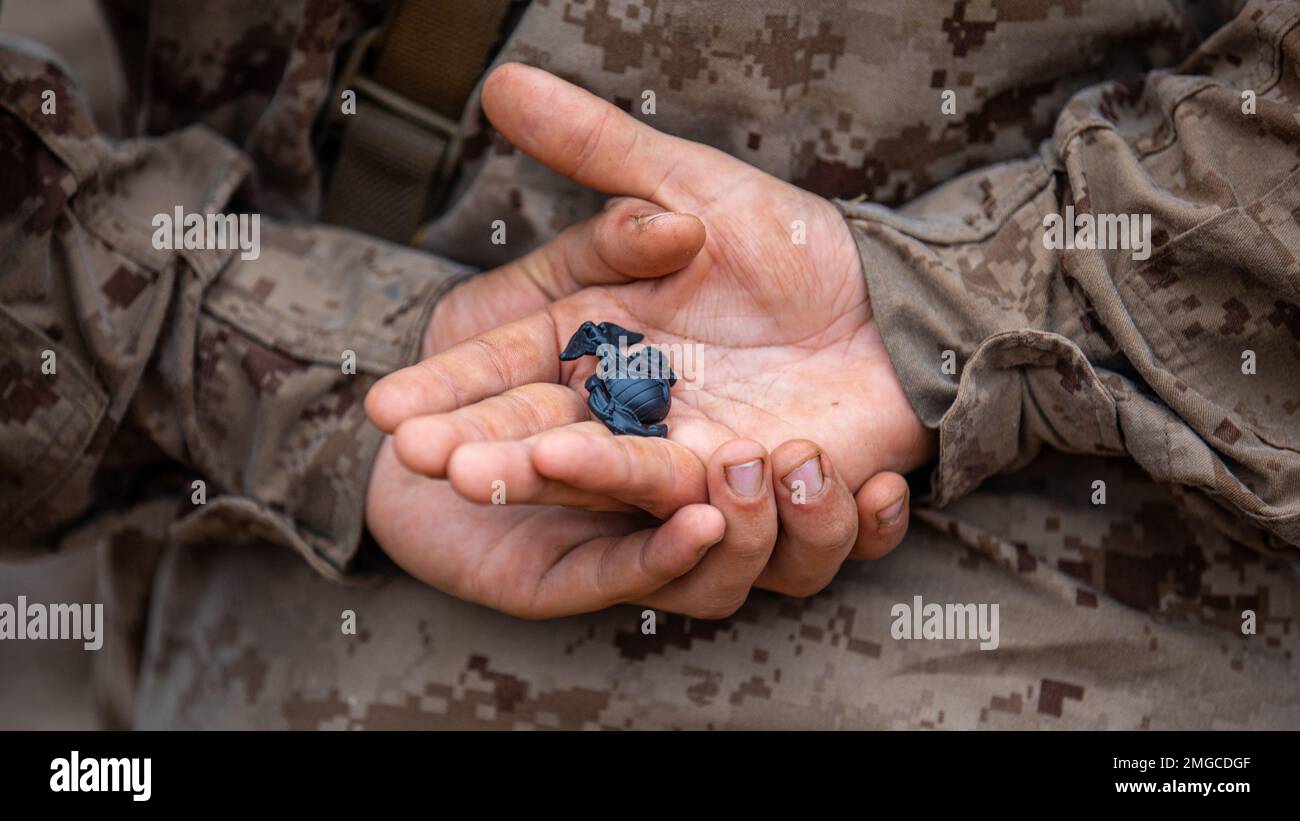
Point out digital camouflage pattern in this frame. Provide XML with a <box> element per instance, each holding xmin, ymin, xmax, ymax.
<box><xmin>0</xmin><ymin>0</ymin><xmax>1300</xmax><ymax>729</ymax></box>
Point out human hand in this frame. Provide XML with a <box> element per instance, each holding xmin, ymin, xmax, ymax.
<box><xmin>367</xmin><ymin>65</ymin><xmax>935</xmax><ymax>545</ymax></box>
<box><xmin>367</xmin><ymin>193</ymin><xmax>906</xmax><ymax>618</ymax></box>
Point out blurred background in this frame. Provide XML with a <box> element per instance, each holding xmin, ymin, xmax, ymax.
<box><xmin>0</xmin><ymin>0</ymin><xmax>125</xmax><ymax>730</ymax></box>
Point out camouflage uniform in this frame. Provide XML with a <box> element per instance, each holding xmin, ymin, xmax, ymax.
<box><xmin>0</xmin><ymin>0</ymin><xmax>1300</xmax><ymax>729</ymax></box>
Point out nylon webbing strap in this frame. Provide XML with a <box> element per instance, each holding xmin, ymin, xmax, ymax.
<box><xmin>325</xmin><ymin>0</ymin><xmax>510</xmax><ymax>243</ymax></box>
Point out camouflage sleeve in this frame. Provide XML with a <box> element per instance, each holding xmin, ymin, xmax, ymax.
<box><xmin>0</xmin><ymin>39</ymin><xmax>459</xmax><ymax>575</ymax></box>
<box><xmin>839</xmin><ymin>3</ymin><xmax>1300</xmax><ymax>546</ymax></box>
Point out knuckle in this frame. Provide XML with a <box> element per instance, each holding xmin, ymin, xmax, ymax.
<box><xmin>690</xmin><ymin>595</ymin><xmax>746</xmax><ymax>621</ymax></box>
<box><xmin>781</xmin><ymin>574</ymin><xmax>831</xmax><ymax>599</ymax></box>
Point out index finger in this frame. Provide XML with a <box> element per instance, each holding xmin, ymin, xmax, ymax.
<box><xmin>365</xmin><ymin>310</ymin><xmax>560</xmax><ymax>433</ymax></box>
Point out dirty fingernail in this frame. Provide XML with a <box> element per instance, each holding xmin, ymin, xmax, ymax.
<box><xmin>723</xmin><ymin>459</ymin><xmax>763</xmax><ymax>496</ymax></box>
<box><xmin>781</xmin><ymin>453</ymin><xmax>822</xmax><ymax>496</ymax></box>
<box><xmin>876</xmin><ymin>494</ymin><xmax>907</xmax><ymax>527</ymax></box>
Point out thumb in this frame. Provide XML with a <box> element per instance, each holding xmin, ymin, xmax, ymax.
<box><xmin>482</xmin><ymin>64</ymin><xmax>749</xmax><ymax>209</ymax></box>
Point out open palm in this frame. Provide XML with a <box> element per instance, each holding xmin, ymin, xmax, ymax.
<box><xmin>371</xmin><ymin>65</ymin><xmax>933</xmax><ymax>501</ymax></box>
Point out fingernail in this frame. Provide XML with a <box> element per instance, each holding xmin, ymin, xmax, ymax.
<box><xmin>637</xmin><ymin>210</ymin><xmax>677</xmax><ymax>227</ymax></box>
<box><xmin>781</xmin><ymin>453</ymin><xmax>822</xmax><ymax>496</ymax></box>
<box><xmin>723</xmin><ymin>459</ymin><xmax>763</xmax><ymax>496</ymax></box>
<box><xmin>876</xmin><ymin>494</ymin><xmax>907</xmax><ymax>527</ymax></box>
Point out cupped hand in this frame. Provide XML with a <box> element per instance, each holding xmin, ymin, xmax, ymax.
<box><xmin>367</xmin><ymin>65</ymin><xmax>935</xmax><ymax>514</ymax></box>
<box><xmin>367</xmin><ymin>192</ymin><xmax>906</xmax><ymax>618</ymax></box>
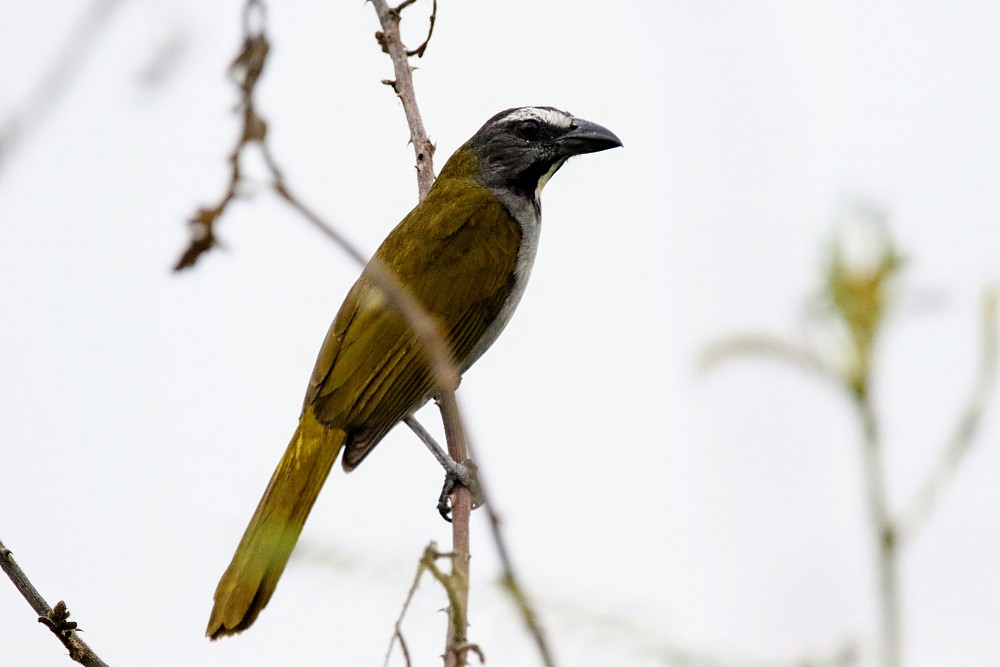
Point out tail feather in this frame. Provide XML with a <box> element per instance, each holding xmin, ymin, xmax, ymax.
<box><xmin>206</xmin><ymin>408</ymin><xmax>347</xmax><ymax>639</ymax></box>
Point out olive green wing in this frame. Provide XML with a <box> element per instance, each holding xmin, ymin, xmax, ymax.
<box><xmin>306</xmin><ymin>180</ymin><xmax>521</xmax><ymax>470</ymax></box>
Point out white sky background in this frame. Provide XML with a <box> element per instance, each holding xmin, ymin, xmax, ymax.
<box><xmin>0</xmin><ymin>0</ymin><xmax>1000</xmax><ymax>667</ymax></box>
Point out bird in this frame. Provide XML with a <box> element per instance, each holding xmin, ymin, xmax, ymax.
<box><xmin>206</xmin><ymin>106</ymin><xmax>622</xmax><ymax>639</ymax></box>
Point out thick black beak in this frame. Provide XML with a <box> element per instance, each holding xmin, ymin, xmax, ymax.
<box><xmin>556</xmin><ymin>118</ymin><xmax>622</xmax><ymax>157</ymax></box>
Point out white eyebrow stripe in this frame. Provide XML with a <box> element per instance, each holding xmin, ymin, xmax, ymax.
<box><xmin>507</xmin><ymin>107</ymin><xmax>573</xmax><ymax>128</ymax></box>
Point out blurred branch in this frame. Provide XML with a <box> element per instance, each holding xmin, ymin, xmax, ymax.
<box><xmin>382</xmin><ymin>542</ymin><xmax>450</xmax><ymax>667</ymax></box>
<box><xmin>698</xmin><ymin>334</ymin><xmax>842</xmax><ymax>384</ymax></box>
<box><xmin>898</xmin><ymin>288</ymin><xmax>998</xmax><ymax>542</ymax></box>
<box><xmin>855</xmin><ymin>390</ymin><xmax>902</xmax><ymax>667</ymax></box>
<box><xmin>174</xmin><ymin>0</ymin><xmax>278</xmax><ymax>271</ymax></box>
<box><xmin>0</xmin><ymin>541</ymin><xmax>108</xmax><ymax>667</ymax></box>
<box><xmin>0</xmin><ymin>0</ymin><xmax>125</xmax><ymax>177</ymax></box>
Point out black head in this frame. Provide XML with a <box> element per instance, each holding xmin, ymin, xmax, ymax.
<box><xmin>463</xmin><ymin>107</ymin><xmax>622</xmax><ymax>197</ymax></box>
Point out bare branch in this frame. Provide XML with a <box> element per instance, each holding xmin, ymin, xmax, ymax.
<box><xmin>406</xmin><ymin>0</ymin><xmax>437</xmax><ymax>58</ymax></box>
<box><xmin>371</xmin><ymin>0</ymin><xmax>437</xmax><ymax>199</ymax></box>
<box><xmin>0</xmin><ymin>541</ymin><xmax>108</xmax><ymax>667</ymax></box>
<box><xmin>898</xmin><ymin>288</ymin><xmax>998</xmax><ymax>542</ymax></box>
<box><xmin>174</xmin><ymin>0</ymin><xmax>271</xmax><ymax>271</ymax></box>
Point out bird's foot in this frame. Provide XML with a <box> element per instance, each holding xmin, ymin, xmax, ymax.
<box><xmin>438</xmin><ymin>459</ymin><xmax>486</xmax><ymax>523</ymax></box>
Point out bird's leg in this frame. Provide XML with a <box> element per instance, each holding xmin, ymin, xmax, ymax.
<box><xmin>403</xmin><ymin>415</ymin><xmax>485</xmax><ymax>521</ymax></box>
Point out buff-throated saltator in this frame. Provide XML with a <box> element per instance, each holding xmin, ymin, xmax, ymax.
<box><xmin>207</xmin><ymin>107</ymin><xmax>621</xmax><ymax>639</ymax></box>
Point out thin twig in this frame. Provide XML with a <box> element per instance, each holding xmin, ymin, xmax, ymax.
<box><xmin>855</xmin><ymin>394</ymin><xmax>902</xmax><ymax>667</ymax></box>
<box><xmin>0</xmin><ymin>541</ymin><xmax>108</xmax><ymax>667</ymax></box>
<box><xmin>406</xmin><ymin>0</ymin><xmax>437</xmax><ymax>58</ymax></box>
<box><xmin>371</xmin><ymin>0</ymin><xmax>437</xmax><ymax>199</ymax></box>
<box><xmin>403</xmin><ymin>417</ymin><xmax>555</xmax><ymax>667</ymax></box>
<box><xmin>898</xmin><ymin>289</ymin><xmax>998</xmax><ymax>543</ymax></box>
<box><xmin>174</xmin><ymin>0</ymin><xmax>271</xmax><ymax>271</ymax></box>
<box><xmin>382</xmin><ymin>542</ymin><xmax>438</xmax><ymax>667</ymax></box>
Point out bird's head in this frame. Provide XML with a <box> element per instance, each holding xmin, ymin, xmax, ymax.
<box><xmin>441</xmin><ymin>107</ymin><xmax>622</xmax><ymax>199</ymax></box>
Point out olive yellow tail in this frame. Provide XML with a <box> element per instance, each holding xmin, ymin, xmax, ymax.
<box><xmin>206</xmin><ymin>407</ymin><xmax>347</xmax><ymax>639</ymax></box>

- GIVEN EXERCISE
Can you echo the records word for word, starting at the line that contains "Point out bird's leg" and running through the end of the records?

- EXERCISE RESPONSE
Point out bird's leg in this frame. Provide XML with a <box> element per instance, each holding xmin, ymin, xmax, ymax.
<box><xmin>403</xmin><ymin>415</ymin><xmax>485</xmax><ymax>521</ymax></box>
Point out buff-throated saltator in this frame. Provide XML with a <box> element per instance, each holding xmin, ymin, xmax, ymax.
<box><xmin>207</xmin><ymin>107</ymin><xmax>621</xmax><ymax>639</ymax></box>
Point out thin twig in this frame. Provide XML with a <box> element per instance, each holding xmin, ymin, xmax, ymax.
<box><xmin>855</xmin><ymin>394</ymin><xmax>902</xmax><ymax>667</ymax></box>
<box><xmin>0</xmin><ymin>541</ymin><xmax>108</xmax><ymax>667</ymax></box>
<box><xmin>406</xmin><ymin>0</ymin><xmax>437</xmax><ymax>58</ymax></box>
<box><xmin>371</xmin><ymin>0</ymin><xmax>437</xmax><ymax>199</ymax></box>
<box><xmin>403</xmin><ymin>417</ymin><xmax>555</xmax><ymax>667</ymax></box>
<box><xmin>898</xmin><ymin>289</ymin><xmax>998</xmax><ymax>543</ymax></box>
<box><xmin>174</xmin><ymin>0</ymin><xmax>271</xmax><ymax>271</ymax></box>
<box><xmin>382</xmin><ymin>542</ymin><xmax>438</xmax><ymax>667</ymax></box>
Point out bird's head in this frame. Provide XML with a <box> element per instance, each holding xmin, ymin, xmax, ymax.
<box><xmin>441</xmin><ymin>107</ymin><xmax>622</xmax><ymax>199</ymax></box>
Point out olive yellow tail in this frame. Provide XML with a <box> element per instance, each holding xmin, ymin, xmax, ymax.
<box><xmin>206</xmin><ymin>407</ymin><xmax>347</xmax><ymax>639</ymax></box>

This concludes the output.